___ Material for this exercise

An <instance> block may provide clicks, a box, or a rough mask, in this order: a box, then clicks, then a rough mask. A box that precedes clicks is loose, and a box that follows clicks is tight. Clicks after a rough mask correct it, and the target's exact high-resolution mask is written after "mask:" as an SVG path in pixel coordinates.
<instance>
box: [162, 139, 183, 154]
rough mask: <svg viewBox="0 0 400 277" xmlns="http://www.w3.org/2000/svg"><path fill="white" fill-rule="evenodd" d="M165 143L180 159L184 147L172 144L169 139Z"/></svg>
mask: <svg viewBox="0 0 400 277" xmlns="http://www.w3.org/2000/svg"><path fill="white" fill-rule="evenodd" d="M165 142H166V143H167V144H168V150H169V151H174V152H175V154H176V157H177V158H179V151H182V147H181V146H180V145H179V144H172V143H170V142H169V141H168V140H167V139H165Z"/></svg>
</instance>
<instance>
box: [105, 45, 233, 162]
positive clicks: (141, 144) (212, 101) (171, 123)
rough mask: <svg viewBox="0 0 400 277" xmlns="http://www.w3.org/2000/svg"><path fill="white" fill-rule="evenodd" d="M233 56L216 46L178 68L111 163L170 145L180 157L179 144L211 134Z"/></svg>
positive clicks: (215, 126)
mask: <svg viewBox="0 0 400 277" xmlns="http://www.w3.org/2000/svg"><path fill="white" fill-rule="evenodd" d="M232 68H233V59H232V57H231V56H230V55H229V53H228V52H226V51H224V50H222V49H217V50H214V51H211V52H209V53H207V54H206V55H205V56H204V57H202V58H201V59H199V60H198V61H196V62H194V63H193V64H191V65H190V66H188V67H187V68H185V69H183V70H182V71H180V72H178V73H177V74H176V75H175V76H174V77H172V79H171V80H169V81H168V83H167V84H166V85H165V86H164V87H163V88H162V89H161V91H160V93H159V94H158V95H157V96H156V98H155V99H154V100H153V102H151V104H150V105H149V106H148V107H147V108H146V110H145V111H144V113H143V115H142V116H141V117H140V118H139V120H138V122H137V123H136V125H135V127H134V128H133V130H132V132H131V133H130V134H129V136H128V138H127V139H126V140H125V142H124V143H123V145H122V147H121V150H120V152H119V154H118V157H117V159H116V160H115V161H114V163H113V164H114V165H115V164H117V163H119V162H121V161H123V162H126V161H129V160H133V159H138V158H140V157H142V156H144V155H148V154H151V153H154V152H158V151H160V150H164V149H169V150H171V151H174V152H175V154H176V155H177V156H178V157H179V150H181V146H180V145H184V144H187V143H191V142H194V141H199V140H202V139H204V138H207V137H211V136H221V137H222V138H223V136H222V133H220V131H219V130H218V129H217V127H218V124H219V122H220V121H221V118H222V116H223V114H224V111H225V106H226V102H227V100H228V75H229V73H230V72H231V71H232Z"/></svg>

______

- What you should do: Rewrite all of the items above, swapping every occurrence of "rough mask" for "coarse mask" and leaving everything else unchanged.

- Exercise output:
An <instance> block may provide clicks, a box, or a coarse mask, in this order: a box, then clicks, then a coarse mask. A box that precedes clicks is loose, and a box that follows clicks is tight. Clicks after a coarse mask correct it, and the target's exact high-resolution mask is written after "mask:" as an SVG path in pixel coordinates.
<instance>
box: [162, 139, 183, 154]
coarse mask: <svg viewBox="0 0 400 277" xmlns="http://www.w3.org/2000/svg"><path fill="white" fill-rule="evenodd" d="M165 143L180 159L184 147L172 144L169 139Z"/></svg>
mask: <svg viewBox="0 0 400 277" xmlns="http://www.w3.org/2000/svg"><path fill="white" fill-rule="evenodd" d="M165 142H166V143H167V144H168V150H169V151H174V152H175V154H176V157H177V158H179V151H182V147H181V146H180V145H179V144H172V143H170V142H169V141H168V140H167V139H165Z"/></svg>
</instance>
<instance>
box: [105, 45, 233, 162]
positive clicks: (141, 144) (212, 101) (171, 123)
coarse mask: <svg viewBox="0 0 400 277" xmlns="http://www.w3.org/2000/svg"><path fill="white" fill-rule="evenodd" d="M233 56L216 46L178 68L111 163L170 145L180 157L179 144L211 134Z"/></svg>
positive clicks: (215, 126)
mask: <svg viewBox="0 0 400 277" xmlns="http://www.w3.org/2000/svg"><path fill="white" fill-rule="evenodd" d="M232 68H233V59H232V57H231V56H230V55H229V53H228V52H226V51H224V50H222V49H217V50H214V51H211V52H209V53H207V54H206V55H205V56H204V57H202V58H201V59H199V60H198V61H196V62H194V63H193V64H191V65H190V66H188V67H187V68H185V69H183V70H182V71H180V72H178V73H177V74H176V75H175V76H174V77H172V79H171V80H169V81H168V83H167V84H166V85H165V86H164V87H163V88H162V89H161V91H160V93H159V94H158V95H157V96H156V98H155V99H154V100H153V102H151V104H150V105H149V106H148V107H147V108H146V110H145V111H144V113H143V115H142V116H141V117H140V118H139V120H138V122H137V123H136V125H135V127H134V128H133V130H132V132H131V133H130V134H129V136H128V138H127V139H126V140H125V142H124V143H123V145H122V147H121V150H120V152H119V154H118V157H117V159H116V160H115V161H114V163H113V164H114V165H115V164H117V163H119V162H121V161H123V162H126V161H129V160H133V159H138V158H140V157H142V156H144V155H148V154H151V153H154V152H158V151H160V150H164V149H169V150H171V151H174V152H175V154H176V155H177V156H178V157H179V150H181V146H180V145H184V144H187V143H191V142H194V141H199V140H202V139H204V138H207V137H211V136H221V137H222V138H223V136H222V133H220V131H219V130H218V129H217V127H218V124H219V122H220V121H221V118H222V116H223V114H224V111H225V106H226V102H227V100H228V75H229V73H230V72H231V71H232Z"/></svg>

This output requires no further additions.